STUDY QUESTIONS:
a) Answer these questions using the passage on the opioid bill:
(i) Which body gave the legislation final approval?
(ii) Besides issuing directives, what may the Attorney General establish under the bill?
(iii) Which places follow "D-" in Senator Madden's description?
b) Write a continuation of the passage on the opioid bill, beginning right after its final sentence.

SOURCE PASSAGE:

TRENTON – Legislation sponsored by Senator Fred H. Madden Jr. that seeks to facilitate the coordination of Statewide law enforcement measures by the Attorney General to combat prescription opioid drug abuse received final approval by the General Assembly today.
The bill, S-2372, calls for the Attorney General to coordinate and direct a statewide effort of law enforcement agencies along with the Division of Consumer Affairs and professional licensing boards to identify, investigate and prosecute illegal sources and distribution of prescription opioid drugs. The bill also authorizes the Attorney General to provide training to law enforcement officials and recommend training for medical professionals to detect prescription drug diversion and abuse.
The bill provides for the Attorney General to issue appropriate directives, establish task forces, and implement such other measures as the Attorney General deems necessary to carry out the purposes of the bill, and states that he may call to his assistance the services of employees of any State, country, or municipal department, board, bureau, commission, or agency as may be required and as may be available for these purposes.
“Prescription drug abuse is a serious problem, especially among young people,” said Senator Madden, D-Gloucester and Camden. “This lethal epidemic can be traced back to the use of prescription pills by people who are accessing them through doctors or in the medicine cabinet at home. This bill will direct the Attorney General to use his authority to better equip law enforcement and medical professionals to combat prescription drug abuse and address the connections between prescription medications and the drug addiction problem that is taking place in our communities.”

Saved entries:
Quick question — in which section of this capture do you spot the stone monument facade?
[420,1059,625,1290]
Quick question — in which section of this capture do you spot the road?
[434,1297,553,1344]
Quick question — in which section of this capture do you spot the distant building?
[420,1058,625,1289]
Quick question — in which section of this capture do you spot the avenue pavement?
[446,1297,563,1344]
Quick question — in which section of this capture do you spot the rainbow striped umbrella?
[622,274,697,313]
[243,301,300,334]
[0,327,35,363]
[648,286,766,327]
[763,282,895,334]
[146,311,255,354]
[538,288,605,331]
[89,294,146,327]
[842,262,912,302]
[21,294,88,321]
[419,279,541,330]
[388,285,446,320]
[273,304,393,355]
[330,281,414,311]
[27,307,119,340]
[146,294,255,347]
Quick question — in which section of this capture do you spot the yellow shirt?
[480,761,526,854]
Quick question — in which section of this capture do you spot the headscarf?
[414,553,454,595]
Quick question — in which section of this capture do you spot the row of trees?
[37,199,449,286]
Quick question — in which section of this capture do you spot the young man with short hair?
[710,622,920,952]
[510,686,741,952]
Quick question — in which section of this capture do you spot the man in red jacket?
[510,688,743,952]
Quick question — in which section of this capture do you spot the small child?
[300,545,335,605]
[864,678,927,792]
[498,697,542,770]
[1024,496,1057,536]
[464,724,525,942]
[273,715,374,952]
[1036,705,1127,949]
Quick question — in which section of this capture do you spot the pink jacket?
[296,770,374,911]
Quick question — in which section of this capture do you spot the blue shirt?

RESULTS:
a)
(i) The General Assembly
(ii) Task forces
(iii) Gloucester and Camden

b)
In addition, the bill would empower the Attorney General to enhance oversight of professional licensing boards relating to the administration and dispensing of controlled dangerous substances.
This legislation is part of a bipartisan package of bills making their way through the legislature that are aimed at addressing the heroin and prescription drug abuse problem in New Jersey.
According to the Centers for Disease Control and Prevention, prescription drug overdoses account for more deaths than overdoses of heroin and cocaine combined. The organization reported that every day in the United States, 120 people die as a result of drug overdose. More than 700 people died from drug overdoses in 2009 alone in New Jersey, according to the Drug Policy Alliance. In that year, opioids were involved in over 75 percent of drug overdose deaths in the state that year.
S-2372 was approved with a vote of 73-0. The Senate approved it by a vote of 36-0 in February. It now heads to the Governor’s desk.